══ Source document
As a first step in the online control, the user selects their destination (\(p_f\)) starting from the initial point \(p_0\) where the device is currently located. It is prudent to impose limits on the maximum traveled distance when dealing with individuals who may have limited mobility or other frailties. Equally important is the optimisation of routes connecting subgoals based on specific metrics. We’ve previously tackled these challenges and provided solutions in our earlier work [26]. In our current research, we assume that all pertinent decisions regarding these constraints and optimisation criteria have been predetermined before executing our algorithm.

Following the same steps as for the behaviour map generation, the system connects the two points via the PRM and interpolates the intermediate points by using a G2 spline that minimises the derivative of the squared curvature. This allows us to determine for the current cell j the reference class and its orientation \((c^{(j)}_{\hat{i}}, \theta ^{(j)}_{\hat{i}})\). Roughly speaking, this pair encodes the most sensible behaviour that a human would follow if they want to reach \(p_f\) from the cell j, and will be used to measure the degree of compliance of the human.

A custom path reconstruction module, described in [11], processes the odometry information received by the FriWalk and produces in real-time \(\mathcal {H}\) and, hence, the sets \({\varvec{x}}_s(s_{k})\). The currently performed path \({\varvec{x}}_s(s_{k})\) is reduced to its features \({\varvec{z}}_{k,{\mathcal {H}}}\) using the neural network explained in the previous Sect. 4.1. These features are compared to the ones stored in the Behavioural map to obtain the confidence value \(\varepsilon _{\hat{i}}(s_k)\) (Confidence measure in Fig. 2). A high confidence means that the features of the user motion are compatible to a large extent with the class \(c^{(j)}_{\hat{i}}\), while a low confidence means that the user is drifting away from the expected behaviour. Hence, \(\varepsilon _{\hat{i}}(s_k)\) will be used as a hyper-parameter in the control of the Walker.

The control module is designed synthesising a visco-elastic torque that is applied to the steering angle of the front wheels of the robot. The idea of the visco-elastic control [27] can be described as follows. Suppose that the path synthesised by the system (desired trajectory) is described by means of the desired steering angle \(\theta ^\star \) and steering velocity \(\dot{\theta }\). Let \(\dot{\theta }^\star \) and \(\dot{\theta }\) be the actual measured or estimated values. The torque applied to the system is given by

$$\begin{aligned} \tau = - a\left( \theta -\theta ^\star \right) - b\left( \dot{\theta }-\dot{\theta }^\star \right) . \end{aligned}$$

In simple words, the vehicle is governed by a torque generated by a spring–damper system. Importantly, the spring constant a and the damper constant b are not time invariant but are functions. In our original idea [27] these functions depend on the deviation from the desired path: the larger the deviation from the desired path the stiffer become the controller. This controller is practically stable, meaning that it secures the convergence of the error to a neighbourhood of the origin.
════
══ Material provided
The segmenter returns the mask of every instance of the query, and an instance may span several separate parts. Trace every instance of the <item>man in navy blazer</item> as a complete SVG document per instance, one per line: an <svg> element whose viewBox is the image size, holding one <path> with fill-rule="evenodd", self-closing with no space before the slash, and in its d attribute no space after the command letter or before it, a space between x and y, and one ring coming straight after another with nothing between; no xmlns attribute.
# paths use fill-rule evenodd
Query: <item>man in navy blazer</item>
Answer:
════
● Exercise goal
Write out the part of the walker-control passage that begins with the words containing "A custom path" and ends with "of the Walker.".

● Solution to the exercise
A custom path reconstruction module, described in [11], processes the odometry information received by the FriWalk and produces in real-time \(\mathcal {H}\) and, hence, the sets \({\varvec{x}}_s(s_{k})\). The currently performed path \({\varvec{x}}_s(s_{k})\) is reduced to its features \({\varvec{z}}_{k,{\mathcal {H}}}\) using the neural network explained in the previous Sect. 4.1. These features are compared to the ones stored in the Behavioural map to obtain the confidence value \(\varepsilon _{\hat{i}}(s_k)\) (Confidence measure in Fig. 2). A high confidence means that the features of the user motion are compatible to a large extent with the class \(c^{(j)}_{\hat{i}}\), while a low confidence means that the user is drifting away from the expected behaviour. Hence, \(\varepsilon _{\hat{i}}(s_k)\) will be used as a hyper-parameter in the control of the Walker.